══ The data ══
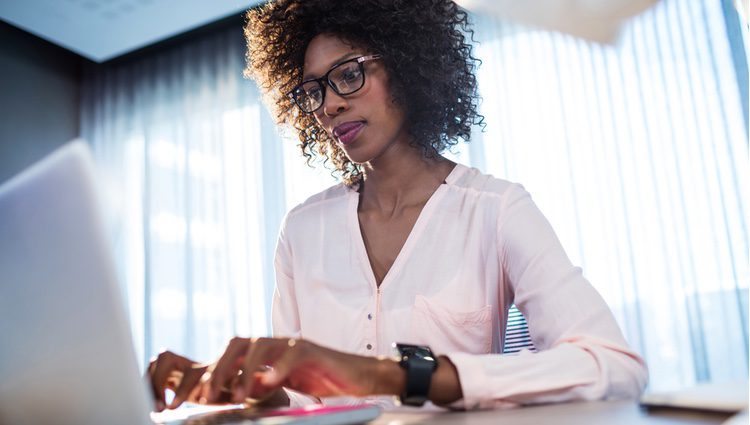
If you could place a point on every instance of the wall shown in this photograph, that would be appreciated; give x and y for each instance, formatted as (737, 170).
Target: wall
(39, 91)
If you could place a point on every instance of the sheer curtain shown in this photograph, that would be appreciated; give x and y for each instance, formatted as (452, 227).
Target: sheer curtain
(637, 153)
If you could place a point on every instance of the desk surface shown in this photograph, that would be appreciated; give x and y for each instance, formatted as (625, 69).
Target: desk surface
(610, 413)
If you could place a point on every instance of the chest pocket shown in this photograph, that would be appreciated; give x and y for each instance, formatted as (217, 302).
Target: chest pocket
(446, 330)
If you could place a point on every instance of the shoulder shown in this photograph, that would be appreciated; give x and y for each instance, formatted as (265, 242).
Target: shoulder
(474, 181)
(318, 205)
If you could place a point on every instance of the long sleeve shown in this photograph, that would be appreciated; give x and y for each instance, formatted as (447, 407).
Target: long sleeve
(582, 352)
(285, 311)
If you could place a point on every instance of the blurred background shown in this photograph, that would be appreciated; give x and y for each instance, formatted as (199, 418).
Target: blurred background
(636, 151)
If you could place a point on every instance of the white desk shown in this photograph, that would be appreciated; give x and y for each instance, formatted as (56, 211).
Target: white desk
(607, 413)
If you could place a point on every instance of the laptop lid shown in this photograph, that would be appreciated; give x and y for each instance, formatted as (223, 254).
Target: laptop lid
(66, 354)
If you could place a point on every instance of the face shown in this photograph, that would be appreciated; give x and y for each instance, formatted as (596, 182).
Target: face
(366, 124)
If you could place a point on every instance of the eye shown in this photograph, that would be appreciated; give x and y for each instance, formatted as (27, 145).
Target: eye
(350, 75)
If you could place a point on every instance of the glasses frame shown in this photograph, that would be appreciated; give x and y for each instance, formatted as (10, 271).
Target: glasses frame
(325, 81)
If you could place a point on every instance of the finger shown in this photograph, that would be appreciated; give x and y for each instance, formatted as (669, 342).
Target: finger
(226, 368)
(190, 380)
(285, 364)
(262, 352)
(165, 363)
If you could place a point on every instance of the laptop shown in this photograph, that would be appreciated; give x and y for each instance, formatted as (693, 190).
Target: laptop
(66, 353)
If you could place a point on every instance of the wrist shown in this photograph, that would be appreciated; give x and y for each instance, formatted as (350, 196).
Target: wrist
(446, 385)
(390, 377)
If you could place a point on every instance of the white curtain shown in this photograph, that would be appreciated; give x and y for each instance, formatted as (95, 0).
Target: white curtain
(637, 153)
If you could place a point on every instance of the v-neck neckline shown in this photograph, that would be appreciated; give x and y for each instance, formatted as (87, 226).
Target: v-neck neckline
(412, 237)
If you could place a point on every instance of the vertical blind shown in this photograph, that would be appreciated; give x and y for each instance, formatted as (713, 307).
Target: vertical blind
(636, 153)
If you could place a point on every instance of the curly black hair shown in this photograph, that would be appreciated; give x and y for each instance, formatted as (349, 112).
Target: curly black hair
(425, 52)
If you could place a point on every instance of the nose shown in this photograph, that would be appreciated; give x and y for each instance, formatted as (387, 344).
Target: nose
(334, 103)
═══
══ The data ══
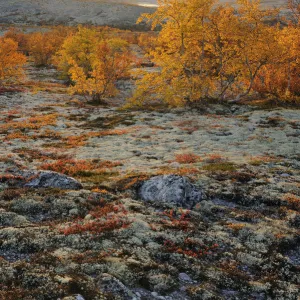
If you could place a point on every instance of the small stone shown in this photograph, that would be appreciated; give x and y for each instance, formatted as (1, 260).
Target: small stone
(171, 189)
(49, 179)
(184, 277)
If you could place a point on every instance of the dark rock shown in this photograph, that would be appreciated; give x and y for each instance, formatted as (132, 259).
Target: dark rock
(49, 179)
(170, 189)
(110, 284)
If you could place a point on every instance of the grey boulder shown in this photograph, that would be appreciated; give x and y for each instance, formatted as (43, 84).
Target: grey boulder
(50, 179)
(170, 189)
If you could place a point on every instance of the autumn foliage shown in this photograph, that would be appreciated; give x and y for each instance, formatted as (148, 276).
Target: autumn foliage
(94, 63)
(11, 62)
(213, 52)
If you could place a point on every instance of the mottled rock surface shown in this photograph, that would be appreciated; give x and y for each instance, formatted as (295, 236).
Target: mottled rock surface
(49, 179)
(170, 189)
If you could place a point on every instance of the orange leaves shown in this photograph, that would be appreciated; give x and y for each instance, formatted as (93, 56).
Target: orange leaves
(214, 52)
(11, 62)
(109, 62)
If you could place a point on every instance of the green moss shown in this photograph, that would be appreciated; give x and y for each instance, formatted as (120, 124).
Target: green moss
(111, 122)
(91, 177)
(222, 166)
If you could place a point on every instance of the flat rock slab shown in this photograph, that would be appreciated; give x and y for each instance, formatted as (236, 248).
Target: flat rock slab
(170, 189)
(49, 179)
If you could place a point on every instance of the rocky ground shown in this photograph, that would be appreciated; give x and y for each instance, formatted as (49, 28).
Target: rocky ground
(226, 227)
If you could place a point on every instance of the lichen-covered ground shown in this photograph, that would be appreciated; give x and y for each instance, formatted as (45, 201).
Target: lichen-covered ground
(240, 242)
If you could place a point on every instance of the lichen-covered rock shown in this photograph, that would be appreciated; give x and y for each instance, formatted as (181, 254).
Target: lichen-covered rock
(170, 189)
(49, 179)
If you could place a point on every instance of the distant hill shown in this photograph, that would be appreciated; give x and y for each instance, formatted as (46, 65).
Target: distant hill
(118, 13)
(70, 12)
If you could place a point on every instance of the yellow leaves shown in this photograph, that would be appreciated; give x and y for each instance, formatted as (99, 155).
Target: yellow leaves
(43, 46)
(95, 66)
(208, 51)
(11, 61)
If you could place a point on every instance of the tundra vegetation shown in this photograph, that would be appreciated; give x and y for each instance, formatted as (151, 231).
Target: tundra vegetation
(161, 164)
═══
══ The data ══
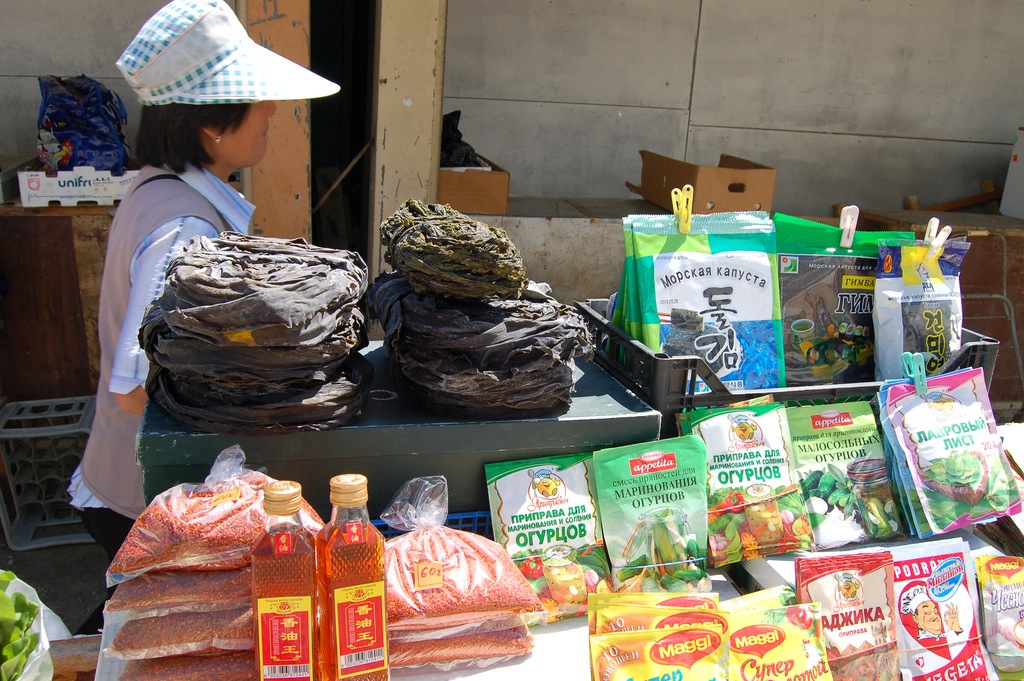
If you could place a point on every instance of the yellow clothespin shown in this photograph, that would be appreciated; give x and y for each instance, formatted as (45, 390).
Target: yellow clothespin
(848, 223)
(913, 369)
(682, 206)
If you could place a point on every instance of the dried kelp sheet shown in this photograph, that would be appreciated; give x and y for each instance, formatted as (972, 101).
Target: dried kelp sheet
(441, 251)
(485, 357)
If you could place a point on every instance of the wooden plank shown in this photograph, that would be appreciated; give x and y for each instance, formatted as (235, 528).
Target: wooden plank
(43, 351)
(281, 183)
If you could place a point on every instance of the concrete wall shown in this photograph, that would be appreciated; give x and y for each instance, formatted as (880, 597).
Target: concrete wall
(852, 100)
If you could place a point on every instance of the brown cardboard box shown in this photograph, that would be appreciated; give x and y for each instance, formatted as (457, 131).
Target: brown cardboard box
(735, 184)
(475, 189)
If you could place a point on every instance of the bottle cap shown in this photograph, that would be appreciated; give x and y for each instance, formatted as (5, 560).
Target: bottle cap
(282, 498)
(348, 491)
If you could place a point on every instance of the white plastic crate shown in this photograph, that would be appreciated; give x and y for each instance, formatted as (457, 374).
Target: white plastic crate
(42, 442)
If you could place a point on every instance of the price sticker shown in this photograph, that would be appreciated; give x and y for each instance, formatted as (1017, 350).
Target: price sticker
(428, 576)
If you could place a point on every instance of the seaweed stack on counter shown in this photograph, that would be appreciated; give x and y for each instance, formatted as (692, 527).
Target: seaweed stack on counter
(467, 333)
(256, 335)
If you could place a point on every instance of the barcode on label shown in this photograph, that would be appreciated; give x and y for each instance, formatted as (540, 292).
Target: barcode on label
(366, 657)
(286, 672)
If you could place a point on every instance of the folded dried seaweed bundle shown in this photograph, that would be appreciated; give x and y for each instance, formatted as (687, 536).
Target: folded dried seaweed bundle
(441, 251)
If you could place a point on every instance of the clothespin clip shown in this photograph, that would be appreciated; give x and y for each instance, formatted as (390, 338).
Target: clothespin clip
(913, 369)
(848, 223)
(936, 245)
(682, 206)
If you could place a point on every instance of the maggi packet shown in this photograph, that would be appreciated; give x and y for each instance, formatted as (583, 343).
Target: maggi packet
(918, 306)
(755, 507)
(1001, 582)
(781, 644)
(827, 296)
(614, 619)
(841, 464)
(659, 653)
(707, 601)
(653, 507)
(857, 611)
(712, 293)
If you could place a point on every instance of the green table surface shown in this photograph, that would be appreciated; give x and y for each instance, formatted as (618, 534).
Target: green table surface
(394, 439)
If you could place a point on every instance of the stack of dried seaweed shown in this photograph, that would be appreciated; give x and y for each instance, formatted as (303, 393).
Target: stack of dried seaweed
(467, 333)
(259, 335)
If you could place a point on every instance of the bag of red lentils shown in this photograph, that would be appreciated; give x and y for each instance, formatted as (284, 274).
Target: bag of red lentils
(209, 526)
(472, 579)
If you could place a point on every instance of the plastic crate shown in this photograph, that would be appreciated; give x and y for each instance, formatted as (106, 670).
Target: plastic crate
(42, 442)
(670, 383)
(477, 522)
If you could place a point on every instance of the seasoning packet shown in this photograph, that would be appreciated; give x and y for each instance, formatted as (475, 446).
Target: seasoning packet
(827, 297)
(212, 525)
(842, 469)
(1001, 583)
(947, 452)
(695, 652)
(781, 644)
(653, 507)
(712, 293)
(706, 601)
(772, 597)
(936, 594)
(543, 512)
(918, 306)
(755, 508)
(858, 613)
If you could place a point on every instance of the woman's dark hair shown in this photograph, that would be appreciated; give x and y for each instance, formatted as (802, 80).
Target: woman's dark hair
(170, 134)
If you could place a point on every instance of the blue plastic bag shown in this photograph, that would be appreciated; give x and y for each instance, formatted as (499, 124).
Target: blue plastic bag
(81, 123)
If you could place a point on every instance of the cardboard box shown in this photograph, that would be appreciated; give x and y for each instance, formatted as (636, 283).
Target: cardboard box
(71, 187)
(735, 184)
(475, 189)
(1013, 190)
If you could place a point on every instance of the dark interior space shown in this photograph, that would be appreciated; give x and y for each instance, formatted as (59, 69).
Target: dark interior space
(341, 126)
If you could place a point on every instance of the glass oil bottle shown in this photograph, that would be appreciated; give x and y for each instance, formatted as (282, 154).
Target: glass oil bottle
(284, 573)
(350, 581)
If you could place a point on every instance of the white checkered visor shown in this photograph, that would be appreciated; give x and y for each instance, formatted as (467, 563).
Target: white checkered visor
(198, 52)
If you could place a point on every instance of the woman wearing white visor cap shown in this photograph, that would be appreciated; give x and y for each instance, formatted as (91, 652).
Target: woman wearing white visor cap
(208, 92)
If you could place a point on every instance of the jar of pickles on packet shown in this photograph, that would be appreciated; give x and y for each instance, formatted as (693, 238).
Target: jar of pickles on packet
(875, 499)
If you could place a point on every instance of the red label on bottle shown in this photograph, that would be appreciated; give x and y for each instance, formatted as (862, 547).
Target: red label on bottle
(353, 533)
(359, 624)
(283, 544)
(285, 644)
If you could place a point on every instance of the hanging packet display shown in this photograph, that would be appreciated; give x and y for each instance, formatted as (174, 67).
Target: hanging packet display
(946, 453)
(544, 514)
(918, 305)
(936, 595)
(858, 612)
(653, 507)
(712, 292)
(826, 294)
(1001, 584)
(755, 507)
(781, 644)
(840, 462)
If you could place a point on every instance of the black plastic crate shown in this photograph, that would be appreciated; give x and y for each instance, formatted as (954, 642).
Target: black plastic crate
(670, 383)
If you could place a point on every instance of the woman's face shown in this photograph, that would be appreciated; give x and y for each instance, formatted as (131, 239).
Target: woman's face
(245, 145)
═══
(To do): Using the entries above, return exactly the lines from the line with "Target: cardboard box" to the line with "as (282, 154).", counting both of those lines.

(Answer space):
Target: cardboard box
(71, 187)
(735, 184)
(475, 189)
(1013, 190)
If you could place a point on every instance of the dark interior space shown in this photograph, that would be appreciated; give x and y for each instance, formatted as (59, 69).
Target: dark interior space
(341, 126)
If you could place a point on every instance of the glass oil bottle shown in this photograph, that would be appreciated; give x and y for each instance, formatted as (282, 154).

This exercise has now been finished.